▶ **DOCUMENT SEGMENT**
##############################

Florida Court of Appeals, Third District
Mar 2, 2022
338 So. 3d 1026 (Fla. Dist. Ct. App. 2022)

Opinion

No. 3D22-13

03-02-2022

R.R., The Mother, Petitioner, v. DEPARTMENT OF CHILDREN AND FAMILIES, et al., Respondents.

Eugene F. Zenobi, Criminal Conflict and Civil Regional Counsel, Third Region, and Kevin Coyle Colbert, Assistant Regional Counsel, for petitioner. Karla Perkins, for respondent Department of Children and Families, Sara Elizabeth Goldfarb and Stephanie E. Novenario (Tallahassee), for respondent Guardian ad Litem.


Eugene F. Zenobi, Criminal Conflict and Civil Regional Counsel, Third Region, and Kevin Coyle Colbert, Assistant Regional Counsel, for petitioner.

Karla Perkins, for respondent Department of Children and Families, Sara Elizabeth Goldfarb and Stephanie E. Novenario (Tallahassee), for respondent Guardian ad Litem.

Before LOGUE, HENDON, and LOBREE, JJ.

##############################

▶ **RECORDED INFORMATION**
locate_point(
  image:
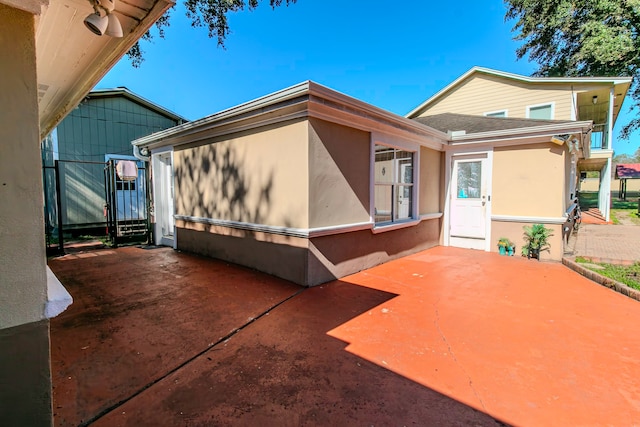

##############################

▶ **LIST OF TASKS**
**A.** In the appeals court header, which judges are listed before the opinion?
**B.** Please retype the appeals court header between "No. 3D22-13" and "and LOBREE, JJ.", inclusive.
**C.** Write what comes next in the appeals court header, starting after its last line.

▶ **TASK RESULTS**
**A.** Logue, Hendon, and Lobree

**B.**
No. 3D22-13

03-02-2022

R.R., The Mother, Petitioner, v. DEPARTMENT OF CHILDREN AND FAMILIES, et al., Respondents.

Eugene F. Zenobi, Criminal Conflict and Civil Regional Counsel, Third Region, and Kevin Coyle Colbert, Assistant Regional Counsel, for petitioner. Karla Perkins, for respondent Department of Children and Families, Sara Elizabeth Goldfarb and Stephanie E. Novenario (Tallahassee), for respondent Guardian ad Litem.


Eugene F. Zenobi, Criminal Conflict and Civil Regional Counsel, Third Region, and Kevin Coyle Colbert, Assistant Regional Counsel, for petitioner.

Karla Perkins, for respondent Department of Children and Families, Sara Elizabeth Goldfarb and Stephanie E. Novenario (Tallahassee), for respondent Guardian ad Litem.

Before LOGUE, HENDON, and LOBREE, JJ.

**C.**
LOGUE, J. R.R., the mother, whose minor children were adjudicated dependent, petitions for a writ of certiorari to quash a non-final order that modified the goal of her case plan from reunification to adoption. The question presented is whether inadmissible hearsay qualifies as "competent evidence" of the sort required to amend a case plan under Rule 8.420(4) of the Florida Rules of Juvenile Procedure. We hold that it does not and issue the writ.

JURISDICTION

Because the order under review changed the goal of the case plan from reunification to adoption, the Department is no longer required to provide services with the goal of reunification. This circumstance constitutes irreparable harm sufficient to meet the jurisdictional prerequisites for granting certiorari relief. S.C.P. v. Dep't of Child. & Fams., 220 So. 3d 1290, 1290–91 (Fla. 3d DCA 2017) (granting a petition for certiorari where a court changed a case plan from reunification to adoption without providing the required hearing). In so holding, we note that this is not a case like M.L. v. Department of Children & Families, 282 So. 3d 1022 (Fla. 3d DCA 2019), where we found no irreparable harm when a court made a similar change in the goal of a case plan but also ordered the continuation of reunification services.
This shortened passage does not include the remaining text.